The recent High court decision denying Victoria’s distance charge on electric vehicles casts doubt on a whole raft of state excise.
How EV duty decision could run state taxes off the road
The High Court case
The issue before the High Court in Vanderstock v State of Victoria  HCA 30 was whether section 7(1) of the Zero and Low Emission Vehicle Distance-based Charge Act 2021 (Vic) was unconstitutional (and so invalid) on the basis that state law cannot impose a duty of excise, which the Constitution deems to be in the exclusive jurisdiction of the Commonwealth.
The sole issue was whether or not the charge imposed under the ZLEV act was to be characterised as a duty of excise.
The ZLEV Act required registered operators of electric vehicles to pay a per-kilometre charge to the Victorian government provided the distance travelled was driven on public roads. Other states were in the process of enacting similar legislation.
The majority of the High Court (by four to three) held that the ZLEV act sought to impose a duty of excise and, accordingly, was unconstitutional.
In arriving at its view, the majority reopened and overruled earlier decisions that had held that a duty of excise was limited to a tax imposed on the steps up to (supply side only) but not including consumption (demand side).
The majority has simplified the definition of a duty of excise by extending the concept to include taxes imposed on goods at any stage in the life cycle, including at the stage of consumption or use of the goods. As a result, a duty of excise is now considered to include a tax that tends to directly or indirectly decrease the demand for a good.

##############################

# Job
In the passage on the EV duty decision, what did the ZLEV Act require registered operators of electric vehicles to pay?

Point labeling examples
##############################

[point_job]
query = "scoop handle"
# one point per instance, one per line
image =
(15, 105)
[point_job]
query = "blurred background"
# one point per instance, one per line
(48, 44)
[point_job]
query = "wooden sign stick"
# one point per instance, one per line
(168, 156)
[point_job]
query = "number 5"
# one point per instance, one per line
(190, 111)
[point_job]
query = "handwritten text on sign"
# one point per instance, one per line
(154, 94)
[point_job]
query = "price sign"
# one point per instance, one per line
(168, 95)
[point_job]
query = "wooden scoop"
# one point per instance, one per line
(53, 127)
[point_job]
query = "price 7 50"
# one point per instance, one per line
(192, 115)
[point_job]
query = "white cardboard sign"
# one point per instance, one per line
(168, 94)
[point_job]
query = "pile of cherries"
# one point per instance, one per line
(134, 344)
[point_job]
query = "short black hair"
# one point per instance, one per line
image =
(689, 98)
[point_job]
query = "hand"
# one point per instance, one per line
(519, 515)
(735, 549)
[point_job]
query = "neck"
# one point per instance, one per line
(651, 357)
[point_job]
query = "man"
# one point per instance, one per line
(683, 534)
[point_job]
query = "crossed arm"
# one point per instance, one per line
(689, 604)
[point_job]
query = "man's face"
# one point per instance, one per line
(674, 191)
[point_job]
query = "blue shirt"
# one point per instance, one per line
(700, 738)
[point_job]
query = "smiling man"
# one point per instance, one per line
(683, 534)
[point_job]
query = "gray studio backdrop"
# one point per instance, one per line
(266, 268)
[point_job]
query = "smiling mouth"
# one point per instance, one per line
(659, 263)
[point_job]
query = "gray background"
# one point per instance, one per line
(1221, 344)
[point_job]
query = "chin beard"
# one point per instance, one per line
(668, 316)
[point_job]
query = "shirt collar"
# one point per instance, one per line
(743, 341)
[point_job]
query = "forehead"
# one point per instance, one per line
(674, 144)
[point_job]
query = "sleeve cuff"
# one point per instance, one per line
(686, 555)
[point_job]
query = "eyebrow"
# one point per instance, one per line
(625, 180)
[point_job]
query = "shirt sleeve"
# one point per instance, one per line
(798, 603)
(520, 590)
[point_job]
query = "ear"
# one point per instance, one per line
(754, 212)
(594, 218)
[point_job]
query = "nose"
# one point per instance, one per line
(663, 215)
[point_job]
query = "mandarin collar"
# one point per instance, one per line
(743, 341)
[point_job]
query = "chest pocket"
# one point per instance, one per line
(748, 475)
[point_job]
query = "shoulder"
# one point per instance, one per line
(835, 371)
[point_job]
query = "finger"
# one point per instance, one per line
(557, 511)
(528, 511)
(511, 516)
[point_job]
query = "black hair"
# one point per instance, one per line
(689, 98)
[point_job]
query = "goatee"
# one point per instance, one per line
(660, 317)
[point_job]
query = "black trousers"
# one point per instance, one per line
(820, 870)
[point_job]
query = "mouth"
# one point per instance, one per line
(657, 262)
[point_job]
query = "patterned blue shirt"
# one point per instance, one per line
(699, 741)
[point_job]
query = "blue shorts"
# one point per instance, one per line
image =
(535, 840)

##############################

# Finished answer
A per-kilometer charge to the Victorian government for distance driven on public roads.